*** Block opens ***
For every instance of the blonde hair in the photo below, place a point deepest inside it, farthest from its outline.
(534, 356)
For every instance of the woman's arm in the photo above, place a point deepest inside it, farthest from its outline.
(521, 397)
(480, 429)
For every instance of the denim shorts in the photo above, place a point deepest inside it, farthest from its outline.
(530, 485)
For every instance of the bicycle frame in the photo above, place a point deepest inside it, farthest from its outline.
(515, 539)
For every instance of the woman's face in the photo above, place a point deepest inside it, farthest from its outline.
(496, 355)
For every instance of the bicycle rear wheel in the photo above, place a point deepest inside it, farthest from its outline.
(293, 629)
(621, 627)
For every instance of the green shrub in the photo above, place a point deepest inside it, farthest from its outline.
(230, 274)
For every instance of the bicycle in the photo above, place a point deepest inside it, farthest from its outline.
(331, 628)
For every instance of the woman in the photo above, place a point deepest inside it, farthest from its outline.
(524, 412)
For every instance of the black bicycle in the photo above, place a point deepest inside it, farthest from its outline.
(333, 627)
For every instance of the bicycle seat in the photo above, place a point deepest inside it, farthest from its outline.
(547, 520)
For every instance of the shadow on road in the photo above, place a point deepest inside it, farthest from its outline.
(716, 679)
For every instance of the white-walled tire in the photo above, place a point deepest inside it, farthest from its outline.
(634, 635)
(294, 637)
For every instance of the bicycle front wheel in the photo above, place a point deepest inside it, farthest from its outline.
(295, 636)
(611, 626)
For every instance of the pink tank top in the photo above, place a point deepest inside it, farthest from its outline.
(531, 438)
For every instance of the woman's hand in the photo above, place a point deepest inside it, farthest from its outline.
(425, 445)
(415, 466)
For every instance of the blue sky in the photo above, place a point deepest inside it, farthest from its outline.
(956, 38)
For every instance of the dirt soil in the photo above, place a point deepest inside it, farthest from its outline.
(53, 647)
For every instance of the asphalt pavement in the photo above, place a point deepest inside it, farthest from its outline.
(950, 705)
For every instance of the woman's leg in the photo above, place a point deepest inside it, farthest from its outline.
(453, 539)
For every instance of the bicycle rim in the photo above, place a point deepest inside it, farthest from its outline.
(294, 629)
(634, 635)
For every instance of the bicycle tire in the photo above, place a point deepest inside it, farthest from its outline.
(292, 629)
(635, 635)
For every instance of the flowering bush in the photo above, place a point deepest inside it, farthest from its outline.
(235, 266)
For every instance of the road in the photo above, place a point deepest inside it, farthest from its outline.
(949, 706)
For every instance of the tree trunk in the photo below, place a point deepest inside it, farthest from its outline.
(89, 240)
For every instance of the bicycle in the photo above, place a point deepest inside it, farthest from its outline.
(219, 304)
*** Block closes ***
● **PROBLEM STATEMENT**
Reproduce the data exactly. All of it is needed.

● **ANSWER FOR THE TASK**
For every instance of the blonde hair in the photo below, place a point deepest inside it, farthest from its outline.
(534, 356)
For every instance of the woman's arm in the photo above, place a point deepest inside it, farthest from its outline.
(521, 397)
(480, 429)
For every instance of the denim shorts in the photo above, place a point deepest inside it, farthest from its outline.
(530, 485)
For every instance of the bicycle frame in the photo above, place a point deepest inside it, farthest from its outline.
(515, 539)
For every instance of the woman's face in the photo above, place a point deepest inside it, farthest from its outline.
(496, 355)
For every instance of the bicycle rear wheel in the photo above, place a point deepest inside it, farthest from its outline.
(293, 629)
(621, 627)
For every instance of the green shrub in the photo above, place a point deepest inside it, farthest from its outline.
(230, 274)
For every instance of the bicycle in the photo above, place a point deepest inside it, farthest from its outline.
(331, 628)
For every instance of the woman in the photo above, place a point deepest inside it, farthest from its outline.
(524, 412)
For every instance of the black bicycle in the photo above, place a point deepest inside it, farthest from its outline.
(333, 627)
For every instance of the bicycle seat in the photo above, place a point deepest inside it, farthest from its outline.
(547, 520)
For every instance of the shadow on road in the photo above, place a point deepest inside it, farthest from its outline.
(716, 679)
For every instance of the white-walled tire in the photo above, place a point deepest inside it, farthest from its outline.
(634, 635)
(294, 637)
For every instance of the bicycle front wheel in the photo above, place a point deepest inside it, farthest from its outline.
(295, 636)
(611, 626)
For every instance of the pink tank top in the photo above, place a point deepest inside it, farthest from its outline.
(531, 438)
For every instance of the woman's hand in the photo above, place a point deepest inside it, farthest from its outline.
(425, 445)
(415, 466)
For every instance of the blue sky in the photo above, place a point deepest inside it, farthest from its outline.
(956, 38)
For every instance of the dirt soil in the photo above, place a point deepest inside it, farthest from its outline.
(53, 647)
For every instance of the asphalt pavement in the photo above, place a point deepest inside it, farthest from its outline.
(950, 705)
For every instance of the woman's leg in the photo above, place a point deepest inside it, farthest from its outline.
(453, 539)
For every instance of the bicycle rim in the photo above, place a point deepest inside it, farthest from its outline.
(294, 629)
(634, 635)
For every instance of the bicycle tire in the photo above, place a point deepest inside it, farthest from its outline.
(292, 629)
(635, 635)
For every instance of the flowering bush in the photo above, place a point deepest inside it, farthest from its outline.
(235, 266)
For every instance of the road in the photo above, place a point deepest inside it, farthest from its outline.
(949, 706)
For every instance of the tree trunk in the photo below, place a point deepest inside it, farthest from its outline.
(89, 240)
For every instance of the bicycle in the photo above, place a point deepest inside it, farthest from its outline.
(219, 304)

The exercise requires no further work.